ASSIGNMENT —
Copy out the passage about the handyman, starting with "He is my liaison" and going on through "The Handyman tomorrow!", and substitute "heat exhaustion" for "heatstroke".

GIVEN PASSAGE —
He is my liaison with council, health inspectors and sewerage pumpers.
He has been electrocuted removing a nail from dodgy wiring, menaced by six-foot snakes, bitten by redbacks and almost died of heatstroke in the couple of 45+ days we had here – but still he shows up every morning, calls me ‘love’ and is slowly making my world a better place to live in.
He is the Ghandi of garbage disposal and he is the new love of my life.
I think I have developed a ‘damsel in distress’ complex.
I’m just looking for a man to save me.
But whoever thought it would be a 60-year-old man with 14 children and testicular cancer?
My next project is to get my chook shed finished – I’m handy at pulling down wire (the kids conscientiously picking up the flung, rusty nails behind me) but I just don’t cut it when it comes to knocking down walls – another job for The Handyman tomorrow!
I’m turning the old stables-cum-dog hospital into a chook run, complete with little beds full of straw for laying boxes and an old sink for a water trough.
I can’t stand the idea of all the food we throw away – not only am I battling bloody ants all over the garbage bin every night, but it’s such a waste.
We really don’t need the eggs, but I can’t stand throwing away celery ends and half-eaten Weetbix when I could have some lovely Faverolles and Australorps to gobble them down.
And without the Dog here, I can truly have free range chooks (that’ll teach you bastard spiders and earwigs).

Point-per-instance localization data
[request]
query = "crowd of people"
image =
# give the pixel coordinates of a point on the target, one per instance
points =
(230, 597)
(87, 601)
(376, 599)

YOUR SOLUTION —
He is my liaison with council, health inspectors and sewerage pumpers.
He has been electrocuted removing a nail from dodgy wiring, menaced by six-foot snakes, bitten by redbacks and almost died of heat exhaustion in the couple of 45+ days we had here – but still he shows up every morning, calls me ‘love’ and is slowly making my world a better place to live in.
He is the Ghandi of garbage disposal and he is the new love of my life.
I think I have developed a ‘damsel in distress’ complex.
I’m just looking for a man to save me.
But whoever thought it would be a 60-year-old man with 14 children and testicular cancer?
My next project is to get my chook shed finished – I’m handy at pulling down wire (the kids conscientiously picking up the flung, rusty nails behind me) but I just don’t cut it when it comes to knocking down walls – another job for The Handyman tomorrow!